Pesquisa divulgada em 2019 nos Estados Unidos pela American Trucking Associations (ATA), apontou defasagem acima da casa dos 60 mil caminhoneiros. A previsão é chegar a 160 mil antes de 2030. Já no continente europeu a estimativa supera 125 mil profissionais do volante, sendo a Alemanha, Espanha e Inglaterra os países com maior carência de condutores. A questão da falta de motoristas é antiga no Velho Continente. Por conta desse problema a Scania criou em 2001 o Young European Truck Driver (Jovem Caminhoneiro Europeu), competição para incentivar jovens da Europa a ingressarem na profissão. O projeto nasceu para também elevar o status dos profissionais de até 35 anos de idade em em atividade.
Aqui no Brasil, pesquisa do Instituto Paulista do transporte de Carga (IPTC) feita em 2019, considerando como base o Sindicato das Empresas de Transporte de Cargas do Estado de São Paulo (Setcesp), apontou redução de 767.570 para 587.811 motoristas habilitados com CNH profissional, especialmente na categoria C, entre 2015 e 2019. Somente na região da Grande São Paulo estaria faltando milhares de profissionais. A nível de Brasil não há número fechado.
Na opinião do presidente da Associação Nacional do Transporte de Cargas e Logística (NTC&Logística), Francisco Pelucio, com 65 anos de atuação no setor de transporte rodoviário de carga, várias coisas interferem no ingresso de pessoas na profissão. Ele destaca o salário e a ideia de que a profissão é perigosa como responsáveis pelo desinteresse em dirigir caminhão. “Precisamos mudar a imagem de que a profissão de caminhoneiro não é segura”, disse o empresário, acrescentando que, infelizmente, muitas vezes quando acontecia um roubo a polícia colocava a culpa no motorista. “Eu nunca deixei isso acontecer, mas o fato é que acabou ficando no senso comum”, complementou.
Na visão do empresário, diferente de antigamente não existe mais incentivo para alguém ser motorista de caminhão. “Tenho exemplo em minha empresa, onde já trabalharam pai, filho e neto, mas hoje não há motivação para dirigir caminhão”, disse. Outro ponto citado por Francisco Pelucio é a falta de comunicação do setor para incentivar a entrada de novos profissionais na profissão.
O empresário observa que os novos caminhões e suas tecnologias de conforto e segurança exercem poder de atração sobre muitos jovens. Lembra que os modelos atuais são até melhores que muitos carros de passeio. “Hoje em dia um motorista com 1,80m de altura consegue ficar em pé dentro da cabine”, acrescentou.
Para o dirigente da NTC&Logística, um dos pontos importantes na profissão é estar atento a tudo que ocorre no segmento, especialmente em relação às tecnologias, a legislação vigente e suas mudanças. Ressalta que esse acompanhamento do profissional é necessário para ele atender ao mercado.
Embora entre os transportadores a falta de motoristas seja assunto frequente, existem muitos profissionais portadores de CNH C, D e E sonhandoem conseguir colocação em empresa de transporte. A justificativa mais comum do desemprego no setor é a falta de preparo para atender às expectativas das transportadoras. O pacote de exigências para conseguir trabalho inclui cursos de treinamento, aperfeiçoamento e até simuladores de direção, entre outros requisitos. Francisco Pelucio disse que não existe um perfil ideal de motorista para a contratação, pois depende muito de cada empresa e do caminhão utilizado. No entanto, ressalva que a posse de CNH para para dirigir todo tipo de caminhão, do pequeno ao grande, também conta pontos a favor do progissional.

───

• Desafio:
Continue o texto sobre a falta de caminhoneiros a partir do ponto em que ele termina.

───

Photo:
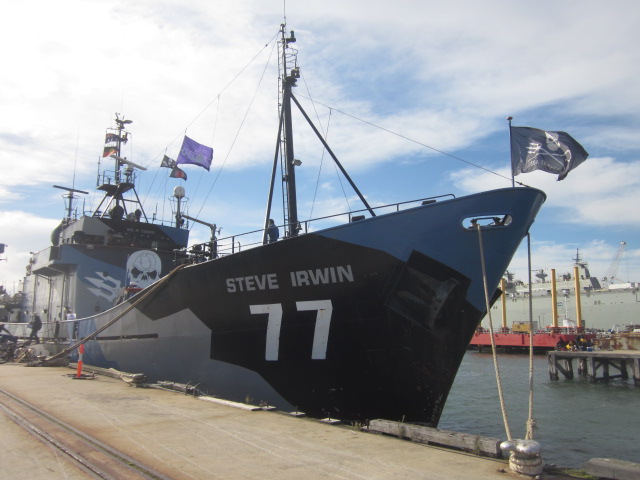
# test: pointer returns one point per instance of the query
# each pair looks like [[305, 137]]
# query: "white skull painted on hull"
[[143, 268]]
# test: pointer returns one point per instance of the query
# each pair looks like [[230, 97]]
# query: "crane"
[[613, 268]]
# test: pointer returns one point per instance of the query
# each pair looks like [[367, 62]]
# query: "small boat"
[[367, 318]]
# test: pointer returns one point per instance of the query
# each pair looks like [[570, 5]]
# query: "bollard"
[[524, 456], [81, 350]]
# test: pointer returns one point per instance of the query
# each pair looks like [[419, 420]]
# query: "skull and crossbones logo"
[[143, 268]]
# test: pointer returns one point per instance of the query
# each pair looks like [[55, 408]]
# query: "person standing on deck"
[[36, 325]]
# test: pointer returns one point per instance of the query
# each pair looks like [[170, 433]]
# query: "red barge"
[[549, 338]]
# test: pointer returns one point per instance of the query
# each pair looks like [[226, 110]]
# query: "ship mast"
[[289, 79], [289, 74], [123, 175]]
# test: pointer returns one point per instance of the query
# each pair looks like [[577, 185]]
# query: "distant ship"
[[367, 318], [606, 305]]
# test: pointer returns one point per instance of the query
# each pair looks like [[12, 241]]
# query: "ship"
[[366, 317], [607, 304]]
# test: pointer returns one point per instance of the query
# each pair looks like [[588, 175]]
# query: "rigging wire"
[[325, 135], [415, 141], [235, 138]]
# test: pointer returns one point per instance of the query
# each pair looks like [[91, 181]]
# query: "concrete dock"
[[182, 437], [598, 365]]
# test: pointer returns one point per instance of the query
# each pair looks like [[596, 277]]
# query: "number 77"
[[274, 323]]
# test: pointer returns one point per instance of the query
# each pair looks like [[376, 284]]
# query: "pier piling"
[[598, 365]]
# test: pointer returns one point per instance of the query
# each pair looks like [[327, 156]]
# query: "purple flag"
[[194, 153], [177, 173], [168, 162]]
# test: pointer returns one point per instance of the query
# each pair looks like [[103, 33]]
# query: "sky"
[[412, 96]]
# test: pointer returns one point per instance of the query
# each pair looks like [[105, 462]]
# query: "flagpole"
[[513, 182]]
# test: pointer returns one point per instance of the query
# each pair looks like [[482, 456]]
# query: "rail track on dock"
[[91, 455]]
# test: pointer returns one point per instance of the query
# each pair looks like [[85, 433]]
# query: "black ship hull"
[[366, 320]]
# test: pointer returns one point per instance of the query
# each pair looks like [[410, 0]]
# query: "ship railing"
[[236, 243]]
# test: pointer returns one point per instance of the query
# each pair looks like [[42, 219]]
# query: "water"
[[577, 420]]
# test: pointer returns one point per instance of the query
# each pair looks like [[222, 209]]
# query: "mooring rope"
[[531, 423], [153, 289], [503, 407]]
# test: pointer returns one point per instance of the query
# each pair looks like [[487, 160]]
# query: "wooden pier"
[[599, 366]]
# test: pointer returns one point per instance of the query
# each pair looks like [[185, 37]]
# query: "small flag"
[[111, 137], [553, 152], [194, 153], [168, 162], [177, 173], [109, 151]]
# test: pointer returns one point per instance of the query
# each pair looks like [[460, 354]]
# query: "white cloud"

───

• Resposta esperada:
Quanto à idade do motorista, o empresário disse que não chega a ser um impeditivo para a contratação, mas frisa que a saúde sim é item importante. “Vale todas as idades, desde a mínima exigida para dirigir um caminhão até quando o motorista estiver em condições para continuar no trabalho”, explicou citando que a maioria dos acidentes sempre foi causada por motoristas iniciantes, embora reconheça a maior responsabilidade por parte dos jovens de hoje. E para quem deseja se preparar para entrar na profissão, um dos caminhos iniciais citados por Pelucio é procurar uma das unidades do Sest/Senat, presentes em 150 locais no território brasileiro. A entidade oferece também cursos de treinamento para motoristas veteranos.
AUTÔNOMOS
O presidente da Confederação Nacional dos Transportadores Autônomos (CNTA), Diumar Bueno, concorda com a falta motoristas profissionais. Em sua opinião, a qualificação adequada é um dos pontos de maior dificuldade para suprir a demanda e isso tem desprestigiado em parte motoristas mais velhos que não conseguiram se qualificar. E no caso dos novatos, há o fato de não terem ainda a experiência desejada. “O mercado é exigente e espera qualificação aprimorada e atualizada dos caminhoneiros”, afirmou.
De acordo com Bueno, essas exigências se aplicam também ao caminhoneiro autônomo, pois é necessário conhecimento da atividade. Não basta ser patrão ou simplesmente o dono do caminhão. “É preciso ter conhecimento aprofundado das operações que vai executar e de todos os processos que envolvem o frete”, acrescentou.
Ainda segundo o presidente da CNTA, como em qualquer outro ramo de negócio o profissional comprometido com a atualização e qualidade tem sempre maior oportunidade de faturar bem e crescer. Observou que grandes empresários, donos de transportadoras, começaram no setor como caminhoneiros autônomos. Motorista que trabalha de forma profissional, comprometida e administra bem o negócio consegue obter retorno razoavel e viver da profissão.
“O autônomo precisa dar conta de tudo, da negociação do frete aos cuidados com o caminhão e operar dentro das normas de segurança para evitar penalidades”, relacionou. Bueno destacou ainda que o contratante do serviço quer garantias em relação ao equipamento e a qualificação do motorista, porque deseja garantia que a carga seja entregue. No que diz respeito à qualificação do caminhoneiro e condições do caminhão, lembrou das cobranças por parte dos embarcadores e de quem contrata o serviço. “Além da paixão por dirigir, viajar, o motorista precisa encarar a sua atividade do modo mais profissional possivel”,concluiu.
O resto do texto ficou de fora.